Exercise prompt. Transcribe everything from "Traditional ground-based methods, like" down to "of observation results." in the dust storm monitoring text below, word for word.

-- Begin Text segment --

Traditional ground-based methods, like lookout towers, are considered more objective and directed observations. With advances in industrial manufacturing and sensing technologies, ground radars, lidars, and wireless sensor networks become essential options for SDS monitoring tasks while being irreplaceable parts in the calibration and integration of remote sensing-based measurements [2,5,6]. Limited by cost, operating requirements, and deployment conditions, these ground-based observations usually cannot be deployed at a high density over a large spatial scale, resulting in a lack of spatial representation of observation results.

(2)

Space-based technologies mainly refer to satellite-based remote sensing methods, which are important in monitoring, assessing, and predicting SDS events. The well-known Moderate Resolution Imaging Spectroradiometer (MODIS) and Total Ozone Mapping Spectrometer (TOMS) satellites [7] enable passive detection of the occurrence and transportation of an SDS on the vertical distribution, while Cloud-Aerosol Lidar and Infrared Pathfinder Satellite Observation (CALIPSO) satellites [8] can actively sense the vertical profile of cloud aerosols and inverse the vertical information of SDSs. However, the satellite is more suitable for large-scale and long-term SDS monitoring tasks. With the enhancement of satellite imagery resolution and the number of satellites, the problem of insufficient spatial and temporal resolution has been gradually alleviated. However, rapid sensing of small-scale dust storm events still needs to be improved.

The ground camera enables continuous recording of changes in the scene and rapid feedback on the emergence of SDSs, which researchers have noticed for its high temporal resolution observation advantage [5]. For example, Bukhari [9] attempted to use ground cameras to capture the startup phase of large-scale SDSs. In addition, some researchers have used what the cameras capture as evidence of dust storm events: Narasimhan and Nayar [10] analyzed the visual manifestations of haze and fog weather closer to SDSs and gave an essential reference for the visual-based SDS events identification and images reconstruction during SDS conditions; Chavez Jr et al. [11] deployed some cameras to take photos when the winds exceeded a pre-selected threshold to augment remote sensing satellites in order to enhance their capability of detecting SDSs; Dagsson-Waldhauserova et al. [12] combined images captured by surveillance cameras and portable dust measurement instruments to identify the extent, magnitude, and grain size characteristics of SDS events in southwestern Iceland; Urban et al. [13] used the images captured by ground remote cameras to estimate the amount and frequency of dust emissions from a setting in the Mojave Desert, USA. Although the above three works manually reviewing the imagery are practical, visually interpreting imagery is laborious, repetitive, and time-consuming, which could be more friendly to the operators, especially for long-term observations/images. To achieve automatic monitoring purposes, Gutierrez [6] proposed a feed-forward neural network for the automatic classification of SDS events from camera frames.

-- End Text segment --
-- Begin Entries provided --

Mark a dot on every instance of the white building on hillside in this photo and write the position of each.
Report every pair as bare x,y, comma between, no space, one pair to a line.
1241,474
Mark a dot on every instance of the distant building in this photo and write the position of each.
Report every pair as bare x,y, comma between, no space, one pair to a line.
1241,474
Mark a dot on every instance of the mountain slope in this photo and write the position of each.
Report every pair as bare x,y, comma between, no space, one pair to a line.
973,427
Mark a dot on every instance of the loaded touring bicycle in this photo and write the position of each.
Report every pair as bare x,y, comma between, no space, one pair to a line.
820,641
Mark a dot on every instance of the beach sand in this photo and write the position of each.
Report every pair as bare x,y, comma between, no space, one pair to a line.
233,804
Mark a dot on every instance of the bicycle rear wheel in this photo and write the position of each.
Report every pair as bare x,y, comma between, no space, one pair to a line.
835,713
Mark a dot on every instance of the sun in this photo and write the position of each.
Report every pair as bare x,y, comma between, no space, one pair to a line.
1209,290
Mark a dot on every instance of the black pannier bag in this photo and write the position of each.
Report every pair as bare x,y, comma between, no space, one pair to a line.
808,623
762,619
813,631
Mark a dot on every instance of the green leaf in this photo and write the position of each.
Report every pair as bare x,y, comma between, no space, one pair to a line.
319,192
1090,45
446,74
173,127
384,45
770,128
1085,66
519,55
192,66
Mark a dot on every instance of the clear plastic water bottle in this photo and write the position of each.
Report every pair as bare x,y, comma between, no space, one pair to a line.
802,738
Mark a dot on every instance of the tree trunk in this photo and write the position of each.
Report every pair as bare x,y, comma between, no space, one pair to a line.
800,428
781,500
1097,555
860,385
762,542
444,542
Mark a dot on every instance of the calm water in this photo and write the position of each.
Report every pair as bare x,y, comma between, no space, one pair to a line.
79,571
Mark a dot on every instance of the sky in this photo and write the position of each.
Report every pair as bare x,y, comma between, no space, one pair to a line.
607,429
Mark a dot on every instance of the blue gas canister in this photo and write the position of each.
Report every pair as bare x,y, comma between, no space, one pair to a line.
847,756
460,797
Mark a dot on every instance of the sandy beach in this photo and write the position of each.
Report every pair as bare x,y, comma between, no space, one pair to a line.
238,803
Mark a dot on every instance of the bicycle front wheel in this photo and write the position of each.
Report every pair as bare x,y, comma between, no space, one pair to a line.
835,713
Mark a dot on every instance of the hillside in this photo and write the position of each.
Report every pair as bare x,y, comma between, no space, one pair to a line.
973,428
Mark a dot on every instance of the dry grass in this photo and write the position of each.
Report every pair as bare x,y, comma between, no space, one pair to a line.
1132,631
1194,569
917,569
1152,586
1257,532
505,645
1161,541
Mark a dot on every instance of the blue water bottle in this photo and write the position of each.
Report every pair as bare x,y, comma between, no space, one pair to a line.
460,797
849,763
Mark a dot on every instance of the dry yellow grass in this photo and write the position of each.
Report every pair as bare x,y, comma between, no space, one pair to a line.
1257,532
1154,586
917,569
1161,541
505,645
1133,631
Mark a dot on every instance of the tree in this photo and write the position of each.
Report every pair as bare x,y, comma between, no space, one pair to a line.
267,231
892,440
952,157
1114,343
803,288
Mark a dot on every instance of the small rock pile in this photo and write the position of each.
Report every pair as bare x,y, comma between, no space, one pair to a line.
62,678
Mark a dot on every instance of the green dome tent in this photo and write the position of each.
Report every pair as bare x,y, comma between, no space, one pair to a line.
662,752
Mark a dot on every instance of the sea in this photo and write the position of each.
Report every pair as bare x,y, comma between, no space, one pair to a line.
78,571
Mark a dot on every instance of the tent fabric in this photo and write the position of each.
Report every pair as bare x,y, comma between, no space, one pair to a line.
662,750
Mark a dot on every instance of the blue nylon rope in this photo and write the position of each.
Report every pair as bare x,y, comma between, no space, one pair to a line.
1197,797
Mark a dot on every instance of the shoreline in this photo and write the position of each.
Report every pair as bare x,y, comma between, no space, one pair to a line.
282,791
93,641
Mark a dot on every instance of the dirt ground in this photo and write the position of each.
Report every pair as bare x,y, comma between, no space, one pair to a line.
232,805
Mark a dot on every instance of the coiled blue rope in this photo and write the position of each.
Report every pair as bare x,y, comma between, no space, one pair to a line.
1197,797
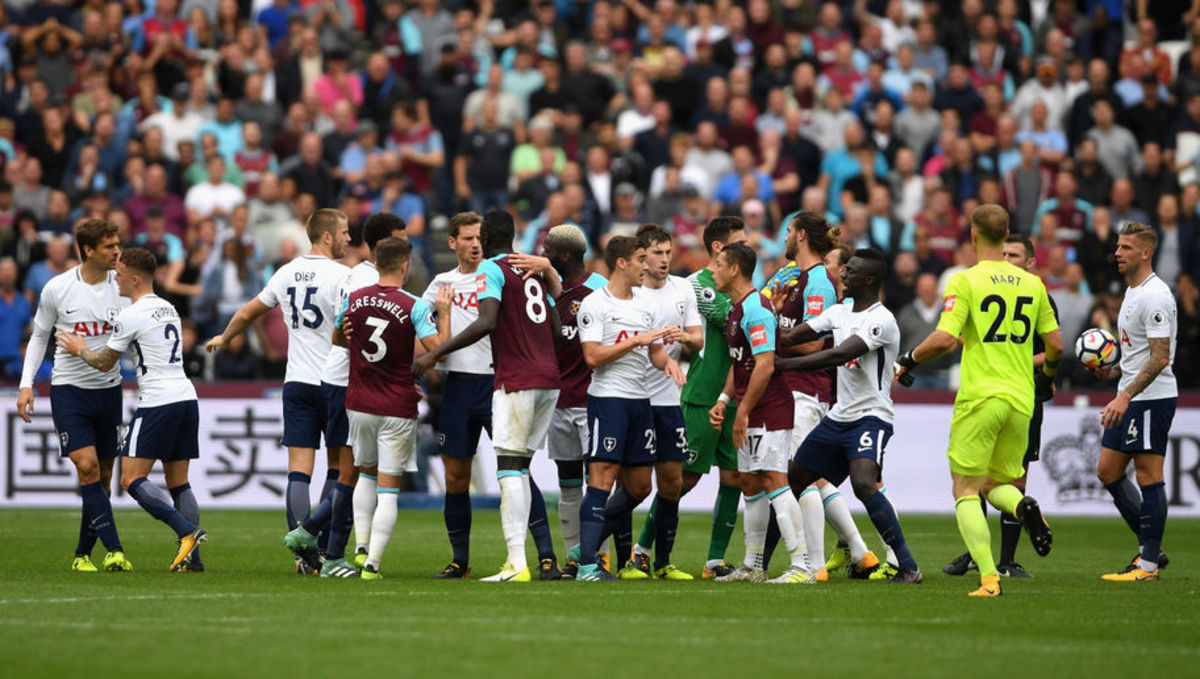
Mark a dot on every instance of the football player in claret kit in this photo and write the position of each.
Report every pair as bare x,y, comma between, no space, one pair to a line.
621,344
1138,421
673,305
381,401
166,425
85,404
307,289
517,313
568,440
995,307
346,503
762,426
467,404
851,439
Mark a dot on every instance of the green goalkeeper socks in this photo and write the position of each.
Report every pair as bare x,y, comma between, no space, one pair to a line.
725,520
1006,498
973,528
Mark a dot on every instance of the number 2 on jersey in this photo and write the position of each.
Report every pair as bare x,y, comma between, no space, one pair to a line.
1019,317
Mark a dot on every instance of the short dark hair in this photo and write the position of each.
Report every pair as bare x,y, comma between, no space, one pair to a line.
815,226
391,252
463,220
719,229
327,220
141,260
742,256
652,234
1026,242
498,232
619,247
381,226
90,233
879,264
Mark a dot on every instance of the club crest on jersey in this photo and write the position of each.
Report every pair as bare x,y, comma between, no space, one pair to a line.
757,335
814,305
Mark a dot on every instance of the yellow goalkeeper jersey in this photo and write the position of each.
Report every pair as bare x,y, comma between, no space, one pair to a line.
997,308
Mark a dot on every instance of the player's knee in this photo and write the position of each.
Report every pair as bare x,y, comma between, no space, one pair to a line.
863,486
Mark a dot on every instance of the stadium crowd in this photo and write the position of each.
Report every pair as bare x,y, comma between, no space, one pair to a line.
210,130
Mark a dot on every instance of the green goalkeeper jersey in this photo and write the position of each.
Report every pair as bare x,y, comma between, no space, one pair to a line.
711,365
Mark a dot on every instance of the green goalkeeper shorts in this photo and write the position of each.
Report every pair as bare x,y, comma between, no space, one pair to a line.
706,445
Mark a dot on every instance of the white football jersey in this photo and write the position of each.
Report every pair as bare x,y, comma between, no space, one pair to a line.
150,332
306,288
864,385
609,320
337,362
1147,312
475,359
70,305
672,305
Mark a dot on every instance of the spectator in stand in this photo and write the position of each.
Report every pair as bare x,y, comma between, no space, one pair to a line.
1093,181
1117,149
213,198
481,167
1073,214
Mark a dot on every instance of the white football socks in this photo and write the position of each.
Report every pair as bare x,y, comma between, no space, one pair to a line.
757,517
791,526
382,524
364,499
837,512
813,514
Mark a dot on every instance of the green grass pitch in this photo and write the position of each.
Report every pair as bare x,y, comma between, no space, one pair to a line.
250,617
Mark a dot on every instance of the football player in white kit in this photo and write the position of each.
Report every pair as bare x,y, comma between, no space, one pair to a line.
1138,421
672,304
166,425
852,438
621,344
345,503
307,288
85,404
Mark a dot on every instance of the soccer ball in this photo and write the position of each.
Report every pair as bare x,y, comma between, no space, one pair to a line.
1096,348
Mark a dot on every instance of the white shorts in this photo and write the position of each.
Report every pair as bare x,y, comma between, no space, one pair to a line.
389,443
568,434
809,413
765,451
521,419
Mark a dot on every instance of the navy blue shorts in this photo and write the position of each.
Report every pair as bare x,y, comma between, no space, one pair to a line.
829,448
670,433
304,415
87,416
466,412
168,433
1145,427
337,427
622,431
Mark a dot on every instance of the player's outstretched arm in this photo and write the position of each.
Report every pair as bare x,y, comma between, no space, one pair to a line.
249,313
839,355
597,354
102,360
1159,358
480,328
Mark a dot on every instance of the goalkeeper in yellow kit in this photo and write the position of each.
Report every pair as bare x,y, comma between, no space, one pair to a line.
995,307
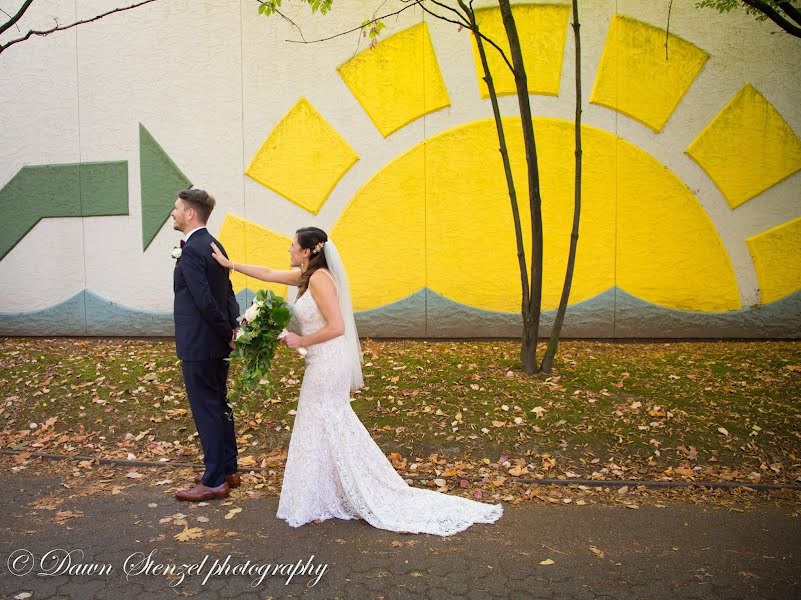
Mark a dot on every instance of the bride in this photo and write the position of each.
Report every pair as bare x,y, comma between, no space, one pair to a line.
334,468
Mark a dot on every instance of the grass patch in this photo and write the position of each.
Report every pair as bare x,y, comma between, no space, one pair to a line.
705,410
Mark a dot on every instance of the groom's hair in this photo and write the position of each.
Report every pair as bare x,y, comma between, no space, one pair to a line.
200,200
311,238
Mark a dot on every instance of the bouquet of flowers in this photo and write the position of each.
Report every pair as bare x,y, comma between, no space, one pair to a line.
263,324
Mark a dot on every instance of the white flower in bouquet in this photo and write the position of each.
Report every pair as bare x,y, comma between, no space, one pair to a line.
253,311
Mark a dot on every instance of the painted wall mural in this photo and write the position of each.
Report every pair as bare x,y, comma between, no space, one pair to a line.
691,218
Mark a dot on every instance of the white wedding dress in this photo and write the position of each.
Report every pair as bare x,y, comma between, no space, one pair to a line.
334,469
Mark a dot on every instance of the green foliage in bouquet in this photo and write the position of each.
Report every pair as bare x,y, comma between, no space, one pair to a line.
257,341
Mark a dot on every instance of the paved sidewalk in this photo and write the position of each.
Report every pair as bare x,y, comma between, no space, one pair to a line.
680,551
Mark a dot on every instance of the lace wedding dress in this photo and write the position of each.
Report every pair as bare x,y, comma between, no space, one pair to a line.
334,469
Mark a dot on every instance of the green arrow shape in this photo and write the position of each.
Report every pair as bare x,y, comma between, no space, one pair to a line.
161,181
68,190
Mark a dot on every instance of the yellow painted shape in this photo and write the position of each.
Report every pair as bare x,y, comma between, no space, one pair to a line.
381,234
248,243
303,158
636,79
668,250
777,260
542,29
747,148
398,81
453,231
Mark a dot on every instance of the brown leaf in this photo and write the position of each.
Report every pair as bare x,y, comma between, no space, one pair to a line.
189,533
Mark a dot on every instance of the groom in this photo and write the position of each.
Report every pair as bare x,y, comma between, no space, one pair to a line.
205,327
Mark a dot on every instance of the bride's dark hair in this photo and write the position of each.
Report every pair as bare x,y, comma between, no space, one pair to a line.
311,238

-- End Entries provided --

Solution to the problem.
Traditional ground-based methods, like lookout towers, are considered more objective and directed observations. With advances in industrial manufacturing and sensing technologies, ground radars, lidars, and wireless sensor networks become essential options for SDS monitoring tasks while being irreplaceable parts in the calibration and integration of remote sensing-based measurements [2,5,6]. Limited by cost, operating requirements, and deployment conditions, these ground-based observations usually cannot be deployed at a high density over a large spatial scale, resulting in a lack of spatial representation of observation results.